Make an exact copy of all the records.
══════════════════════════════
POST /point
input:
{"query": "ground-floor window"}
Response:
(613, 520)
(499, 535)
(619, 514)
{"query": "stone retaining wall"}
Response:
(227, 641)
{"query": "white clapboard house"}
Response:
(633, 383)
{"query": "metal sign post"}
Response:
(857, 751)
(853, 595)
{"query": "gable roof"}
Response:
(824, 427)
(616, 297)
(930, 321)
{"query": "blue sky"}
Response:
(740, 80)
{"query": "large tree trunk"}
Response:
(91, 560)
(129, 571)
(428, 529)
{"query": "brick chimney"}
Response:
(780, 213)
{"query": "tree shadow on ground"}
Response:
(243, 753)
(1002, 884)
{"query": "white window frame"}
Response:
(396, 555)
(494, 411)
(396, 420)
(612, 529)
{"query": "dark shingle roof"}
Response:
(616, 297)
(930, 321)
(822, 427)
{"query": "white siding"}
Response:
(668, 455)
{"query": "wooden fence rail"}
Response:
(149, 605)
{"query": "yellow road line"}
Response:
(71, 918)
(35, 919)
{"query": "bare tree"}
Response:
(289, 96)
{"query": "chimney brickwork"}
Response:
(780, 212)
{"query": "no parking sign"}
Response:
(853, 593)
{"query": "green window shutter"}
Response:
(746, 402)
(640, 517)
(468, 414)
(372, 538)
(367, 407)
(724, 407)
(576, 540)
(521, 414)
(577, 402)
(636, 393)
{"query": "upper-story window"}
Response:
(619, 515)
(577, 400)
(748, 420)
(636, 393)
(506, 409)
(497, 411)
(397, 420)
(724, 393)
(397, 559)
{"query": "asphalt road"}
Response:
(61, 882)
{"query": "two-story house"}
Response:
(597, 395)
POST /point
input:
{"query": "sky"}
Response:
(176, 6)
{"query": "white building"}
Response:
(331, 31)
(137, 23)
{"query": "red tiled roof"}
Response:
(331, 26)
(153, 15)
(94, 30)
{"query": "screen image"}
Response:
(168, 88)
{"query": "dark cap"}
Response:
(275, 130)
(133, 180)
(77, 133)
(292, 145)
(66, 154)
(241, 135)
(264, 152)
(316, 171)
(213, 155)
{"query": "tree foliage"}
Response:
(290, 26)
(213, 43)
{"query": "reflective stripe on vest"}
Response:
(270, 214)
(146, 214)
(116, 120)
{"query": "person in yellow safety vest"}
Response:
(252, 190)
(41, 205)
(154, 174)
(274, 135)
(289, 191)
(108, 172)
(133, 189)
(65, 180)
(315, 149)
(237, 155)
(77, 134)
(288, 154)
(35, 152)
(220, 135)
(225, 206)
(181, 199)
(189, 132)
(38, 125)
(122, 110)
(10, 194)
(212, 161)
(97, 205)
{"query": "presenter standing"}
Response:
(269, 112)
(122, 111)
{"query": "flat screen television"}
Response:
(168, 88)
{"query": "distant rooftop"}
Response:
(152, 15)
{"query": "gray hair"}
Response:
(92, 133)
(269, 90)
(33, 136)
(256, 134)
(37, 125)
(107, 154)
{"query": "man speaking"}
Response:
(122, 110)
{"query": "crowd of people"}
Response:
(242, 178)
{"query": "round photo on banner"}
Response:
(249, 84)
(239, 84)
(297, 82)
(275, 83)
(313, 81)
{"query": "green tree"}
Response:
══════════════════════════════
- **Written answer**:
POST /point
input:
{"query": "ground-floor window"}
Response:
(613, 520)
(499, 535)
(619, 514)
{"query": "stone retaining wall"}
Response:
(227, 641)
{"query": "white clapboard house"}
Response:
(633, 383)
{"query": "metal sign post"}
Response:
(857, 751)
(853, 595)
{"query": "gable roof"}
Response:
(824, 427)
(616, 297)
(930, 321)
{"query": "blue sky"}
Response:
(740, 80)
{"query": "large tree trunk"}
Response:
(91, 560)
(129, 571)
(428, 529)
{"query": "brick chimney"}
Response:
(780, 213)
{"query": "tree shadow on ground"}
Response:
(243, 753)
(1002, 884)
{"query": "white window frame"}
Response:
(396, 555)
(494, 411)
(396, 420)
(612, 529)
{"query": "dark shingle roof"}
Response:
(616, 297)
(930, 321)
(822, 427)
{"query": "white siding"}
Response:
(668, 455)
{"query": "wooden fence rail"}
Response:
(149, 605)
{"query": "yellow road line"}
Response:
(71, 918)
(35, 919)
{"query": "bare tree"}
Response:
(289, 96)
{"query": "chimney brickwork"}
Response:
(780, 212)
{"query": "no parking sign"}
Response:
(853, 593)
{"query": "green window shutter"}
Response:
(746, 402)
(640, 517)
(468, 414)
(372, 538)
(367, 407)
(724, 407)
(576, 540)
(521, 414)
(577, 402)
(636, 393)
{"query": "upper-story window"}
Response:
(619, 515)
(577, 400)
(748, 420)
(636, 393)
(506, 409)
(497, 411)
(397, 420)
(724, 393)
(397, 559)
{"query": "asphalt road"}
Response:
(61, 882)
{"query": "two-story house"}
Response:
(597, 395)
POST /point
input:
{"query": "sky"}
Response:
(176, 6)
{"query": "white building"}
Response:
(331, 31)
(137, 23)
{"query": "red tiled roof"}
Response:
(331, 26)
(153, 15)
(94, 30)
{"query": "screen image"}
Response:
(168, 88)
{"query": "dark cap"}
Response:
(275, 130)
(133, 180)
(77, 133)
(292, 145)
(66, 154)
(241, 135)
(264, 152)
(316, 171)
(213, 155)
{"query": "tree foliage"}
Response:
(290, 26)
(213, 43)
{"query": "reflective stripe on vest"}
Response:
(270, 214)
(146, 214)
(116, 120)
{"query": "person in yellow safety vest"}
Response:
(252, 190)
(41, 205)
(154, 174)
(274, 135)
(289, 191)
(108, 172)
(133, 189)
(65, 180)
(315, 149)
(237, 155)
(77, 134)
(288, 154)
(35, 152)
(220, 135)
(225, 206)
(181, 199)
(189, 132)
(38, 125)
(122, 110)
(10, 194)
(212, 161)
(97, 205)
{"query": "presenter standing"}
Response:
(269, 112)
(122, 111)
{"query": "flat screen television"}
Response:
(168, 88)
{"query": "distant rooftop"}
Response:
(152, 15)
{"query": "gray hair"}
Response:
(92, 133)
(269, 90)
(33, 136)
(256, 134)
(37, 125)
(107, 154)
{"query": "man speaking"}
Response:
(122, 110)
{"query": "crowd of people"}
Response:
(242, 178)
{"query": "round photo on banner"}
Response:
(249, 84)
(239, 84)
(297, 82)
(275, 83)
(313, 81)
{"query": "green tree"}
Response:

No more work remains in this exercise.